### Given text:
--

Baptism Testimony (01/12/2024)
Good afternoon everyone, I am Shawn. I am very happy and grateful to share my testimony here. I am a visiting PhD student from Beijing, China, and have been in the UK for almost a year. Though brief, it has been the most meaningful experience of my life, that I discovered the light of life. My life is enviable yet extremely fragile, carefully wrapped in perfectionism and a singular set of values, pushing forward with almost no sense of security. I would temporarily gain immense satisfaction from my achievements, but the loss of security often replaced it with long-lasting anxiety, loneliness, confusion, and fear of the future. At one point, I felt that nothing made sense, and everything I did was so tiring and forced, just like maintaining a machine to keep it running without stopping.
In this darkness, I came to Bristol, and out of curiosity about the church and Christians, I began my exploration bit by bit. Initially, I attended various activities, Alpha courses, and camps with a mindset of “checking in”. I met Christian friends, participated in fellowship, but behind the excitement was still anxiety and even forced; however, during this process, for the first time I heard Jesus say: “I am the light of the world. Whoever follows me will not walk in darkness, but will have the light of life.” (John 8:12) As I began to understand God, He continually surprised me, working in ways I could never have imagined. In an ocean of God’s love and the love of brothers and sisters, God spoke to me in various ways, reasoning and colliding in my extremely rational and logical brain which is studying maths and engineering, ultimately not arrogantly refuting that it’s absurd, but slowly removing obstacles before the truth, making me more firmly willing to follow Jesus Christ, opening my eyes to see that He is the way, the truth, and the life. I was amazed to find that this beam of light illuminated every corner of mine, none left out, from everyday life, academics, relationships, to my view of life, world and value. Many people also noticed that my mind has matured a lot, understanding more about what love is, more passion for life, facing big and small things calmly, and caring for others. Some of these were changes that I had resolved to make myself, but I ultimately found that these changes were not made through my fleshly efforts or the ruthless logic of a Chinese saying “those who are near vermillion turn red, those who are near ink turn black”, but solely because of the complete reign of God and His love for me.

--

### Provided data:

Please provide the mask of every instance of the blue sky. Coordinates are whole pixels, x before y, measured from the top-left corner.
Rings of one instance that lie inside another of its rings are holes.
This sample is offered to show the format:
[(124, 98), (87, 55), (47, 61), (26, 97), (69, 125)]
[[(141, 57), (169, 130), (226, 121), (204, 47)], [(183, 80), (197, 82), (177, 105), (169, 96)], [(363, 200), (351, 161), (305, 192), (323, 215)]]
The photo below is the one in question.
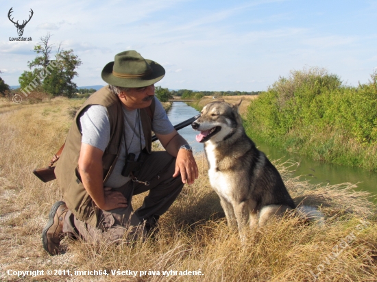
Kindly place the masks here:
[[(32, 42), (9, 40), (17, 36), (11, 7), (21, 22), (33, 9), (23, 36)], [(167, 74), (158, 85), (171, 89), (264, 90), (311, 66), (356, 86), (377, 70), (376, 0), (0, 0), (0, 15), (1, 76), (9, 85), (19, 84), (47, 32), (82, 60), (78, 86), (105, 85), (103, 67), (127, 49), (161, 64)]]

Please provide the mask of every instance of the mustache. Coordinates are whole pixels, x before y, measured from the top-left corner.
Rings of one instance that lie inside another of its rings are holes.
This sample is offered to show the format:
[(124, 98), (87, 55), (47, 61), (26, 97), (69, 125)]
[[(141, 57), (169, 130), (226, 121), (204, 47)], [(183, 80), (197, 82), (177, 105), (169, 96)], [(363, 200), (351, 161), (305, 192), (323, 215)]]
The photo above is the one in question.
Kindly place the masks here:
[(153, 95), (151, 95), (151, 96), (148, 96), (147, 97), (145, 97), (143, 99), (143, 101), (151, 101), (152, 99), (154, 98), (154, 96)]

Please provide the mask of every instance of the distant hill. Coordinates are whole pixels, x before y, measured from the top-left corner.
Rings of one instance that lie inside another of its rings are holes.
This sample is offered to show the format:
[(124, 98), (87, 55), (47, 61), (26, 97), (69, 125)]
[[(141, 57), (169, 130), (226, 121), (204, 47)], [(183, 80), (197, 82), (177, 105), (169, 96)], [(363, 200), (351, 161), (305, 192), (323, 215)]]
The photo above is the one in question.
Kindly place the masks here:
[(77, 87), (77, 89), (90, 89), (90, 88), (93, 88), (93, 89), (95, 89), (96, 90), (99, 90), (99, 89), (101, 89), (101, 88), (103, 88), (104, 86), (103, 85), (93, 85), (91, 86), (80, 86), (80, 87)]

--

### Problem A:
Copy the passage of the baptism testimony starting at "Baptism Testimony (01/12/2024)" and ending at "running without stopping.".
### Problem B:
Answer these questions using the baptism testimony:
(i) What city does the speaker come from?
(ii) About how long has the speaker been in the UK?
(iii) Which Bible verse is cited after the quoted words of Jesus?
The entries have no connection to the baptism testimony.

### Worked solution A:
Baptism Testimony (01/12/2024)
Good afternoon everyone, I am Shawn. I am very happy and grateful to share my testimony here. I am a visiting PhD student from Beijing, China, and have been in the UK for almost a year. Though brief, it has been the most meaningful experience of my life, that I discovered the light of life. My life is enviable yet extremely fragile, carefully wrapped in perfectionism and a singular set of values, pushing forward with almost no sense of security. I would temporarily gain immense satisfaction from my achievements, but the loss of security often replaced it with long-lasting anxiety, loneliness, confusion, and fear of the future. At one point, I felt that nothing made sense, and everything I did was so tiring and forced, just like maintaining a machine to keep it running without stopping.

### Worked solution B:
(i) Beijing, China
(ii) Almost a year
(iii) John 8:12